§ Given data
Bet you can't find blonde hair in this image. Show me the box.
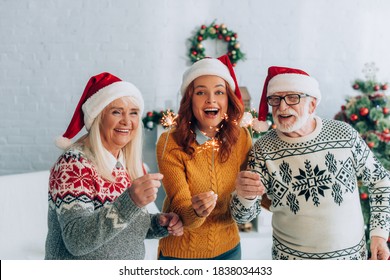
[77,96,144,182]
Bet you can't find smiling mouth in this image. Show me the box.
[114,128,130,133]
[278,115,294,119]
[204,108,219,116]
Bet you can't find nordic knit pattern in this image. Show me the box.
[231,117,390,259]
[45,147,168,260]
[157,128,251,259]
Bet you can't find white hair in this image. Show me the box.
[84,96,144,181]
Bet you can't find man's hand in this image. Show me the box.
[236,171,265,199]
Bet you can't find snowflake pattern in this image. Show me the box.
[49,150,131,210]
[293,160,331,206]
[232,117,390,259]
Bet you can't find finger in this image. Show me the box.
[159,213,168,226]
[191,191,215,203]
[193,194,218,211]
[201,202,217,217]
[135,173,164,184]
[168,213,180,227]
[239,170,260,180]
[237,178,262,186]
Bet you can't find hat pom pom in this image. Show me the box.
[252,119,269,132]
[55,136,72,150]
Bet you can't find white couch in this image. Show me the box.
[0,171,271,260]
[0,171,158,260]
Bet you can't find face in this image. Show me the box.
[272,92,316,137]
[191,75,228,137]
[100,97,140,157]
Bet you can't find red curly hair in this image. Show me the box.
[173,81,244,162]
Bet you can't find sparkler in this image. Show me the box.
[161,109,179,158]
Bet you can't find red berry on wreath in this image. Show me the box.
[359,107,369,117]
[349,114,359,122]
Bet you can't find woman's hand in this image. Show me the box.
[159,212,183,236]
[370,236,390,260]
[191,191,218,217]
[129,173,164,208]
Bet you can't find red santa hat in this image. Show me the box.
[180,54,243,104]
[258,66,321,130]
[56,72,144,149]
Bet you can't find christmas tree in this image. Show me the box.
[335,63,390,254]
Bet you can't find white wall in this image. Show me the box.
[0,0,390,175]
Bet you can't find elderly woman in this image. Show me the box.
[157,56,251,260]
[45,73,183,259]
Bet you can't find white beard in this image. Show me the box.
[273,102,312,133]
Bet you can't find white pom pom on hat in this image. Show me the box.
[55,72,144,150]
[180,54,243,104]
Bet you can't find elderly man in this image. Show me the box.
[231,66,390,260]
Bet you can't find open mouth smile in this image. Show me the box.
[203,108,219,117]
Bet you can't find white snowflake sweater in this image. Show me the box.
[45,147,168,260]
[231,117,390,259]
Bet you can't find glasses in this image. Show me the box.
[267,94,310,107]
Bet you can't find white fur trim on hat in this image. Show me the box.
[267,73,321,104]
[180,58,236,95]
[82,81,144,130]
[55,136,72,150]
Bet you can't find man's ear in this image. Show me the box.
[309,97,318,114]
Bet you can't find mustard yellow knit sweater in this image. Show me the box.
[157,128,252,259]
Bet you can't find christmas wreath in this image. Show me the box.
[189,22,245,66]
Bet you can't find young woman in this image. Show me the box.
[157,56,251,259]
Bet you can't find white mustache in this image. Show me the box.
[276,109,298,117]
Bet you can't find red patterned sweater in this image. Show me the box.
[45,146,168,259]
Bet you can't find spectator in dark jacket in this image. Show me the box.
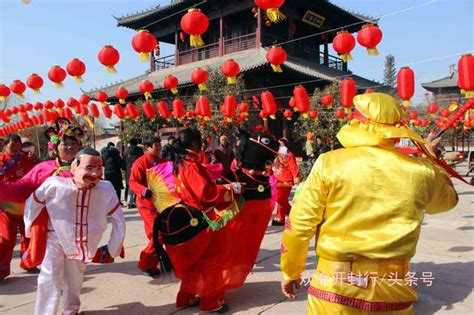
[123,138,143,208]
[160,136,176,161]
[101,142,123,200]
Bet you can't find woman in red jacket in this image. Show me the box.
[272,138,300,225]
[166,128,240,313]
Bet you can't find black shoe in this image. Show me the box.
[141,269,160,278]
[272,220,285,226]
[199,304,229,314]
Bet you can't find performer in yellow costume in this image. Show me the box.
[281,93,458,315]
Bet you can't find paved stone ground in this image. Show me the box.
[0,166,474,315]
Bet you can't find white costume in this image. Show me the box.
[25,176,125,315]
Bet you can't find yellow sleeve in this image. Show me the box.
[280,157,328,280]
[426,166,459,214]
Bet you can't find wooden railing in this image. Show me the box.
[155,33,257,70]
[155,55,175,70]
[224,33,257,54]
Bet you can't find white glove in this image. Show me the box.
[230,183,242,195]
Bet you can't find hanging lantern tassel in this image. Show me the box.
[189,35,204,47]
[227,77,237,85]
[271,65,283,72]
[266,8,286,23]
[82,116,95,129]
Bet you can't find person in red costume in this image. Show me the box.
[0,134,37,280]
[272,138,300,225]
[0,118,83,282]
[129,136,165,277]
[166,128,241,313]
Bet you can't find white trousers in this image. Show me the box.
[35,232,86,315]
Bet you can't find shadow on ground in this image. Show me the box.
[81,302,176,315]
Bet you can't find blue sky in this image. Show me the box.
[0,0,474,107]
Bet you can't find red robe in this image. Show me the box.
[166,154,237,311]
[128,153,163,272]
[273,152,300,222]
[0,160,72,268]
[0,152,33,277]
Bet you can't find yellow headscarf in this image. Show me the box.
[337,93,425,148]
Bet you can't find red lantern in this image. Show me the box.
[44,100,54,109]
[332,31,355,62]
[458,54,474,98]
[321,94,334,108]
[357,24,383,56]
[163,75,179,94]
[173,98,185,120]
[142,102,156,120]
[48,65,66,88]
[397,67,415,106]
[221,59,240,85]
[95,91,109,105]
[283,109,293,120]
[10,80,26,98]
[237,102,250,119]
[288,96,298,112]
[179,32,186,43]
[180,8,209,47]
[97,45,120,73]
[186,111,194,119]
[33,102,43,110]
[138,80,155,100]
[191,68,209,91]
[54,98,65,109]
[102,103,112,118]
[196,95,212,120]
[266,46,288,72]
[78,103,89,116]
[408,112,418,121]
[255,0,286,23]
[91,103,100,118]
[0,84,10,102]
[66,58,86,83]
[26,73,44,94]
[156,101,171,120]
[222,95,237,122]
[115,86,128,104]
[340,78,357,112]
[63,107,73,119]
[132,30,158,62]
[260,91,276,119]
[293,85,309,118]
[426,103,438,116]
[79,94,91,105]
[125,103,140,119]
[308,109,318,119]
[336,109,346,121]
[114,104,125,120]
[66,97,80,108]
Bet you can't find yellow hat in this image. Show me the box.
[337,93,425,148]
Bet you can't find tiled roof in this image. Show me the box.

§ Task objective
Please scale the lines from the line with "Bet you can't find woman in" to the line with "[166,128,241,313]", both included. Write out each of them again with every box coordinate multiplied by 2.15 and rounded to a whole number (halves round up), and leave all other text unchanged.

§ Expected answer
Bet you can't find woman in red jacket in this image. Show me the box.
[585,297,645,484]
[357,275,516,673]
Bet you can't find black shoe in this image. Show me the box.
[303,578,344,598]
[585,473,613,486]
[428,654,492,675]
Bet you can't find performer in yellow costume in this image. Show me the box.
[604,200,985,677]
Bet you can't find paved stone ground in this image. Show me the box.
[0,357,1019,677]
Bet you can't find white costume in this image. Show me the box.
[54,378,269,677]
Bet you can't find yellow sleeve in this image. Show me the box.
[602,338,705,602]
[916,357,987,460]
Bet you can't find wooden railing in this image. Show me the box.
[333,71,553,151]
[333,118,376,151]
[482,71,553,116]
Bet you can't find white glove in this image. Show me the box.
[495,393,520,419]
Bet you can't find hanging lantern tassel in this image. Show me the box.
[406,75,439,101]
[488,166,510,183]
[583,140,608,155]
[572,17,615,49]
[176,249,204,277]
Bet you can't find person in red costume in this image. Show me the box.
[0,288,80,602]
[585,297,645,484]
[0,254,178,606]
[277,292,355,596]
[357,275,518,673]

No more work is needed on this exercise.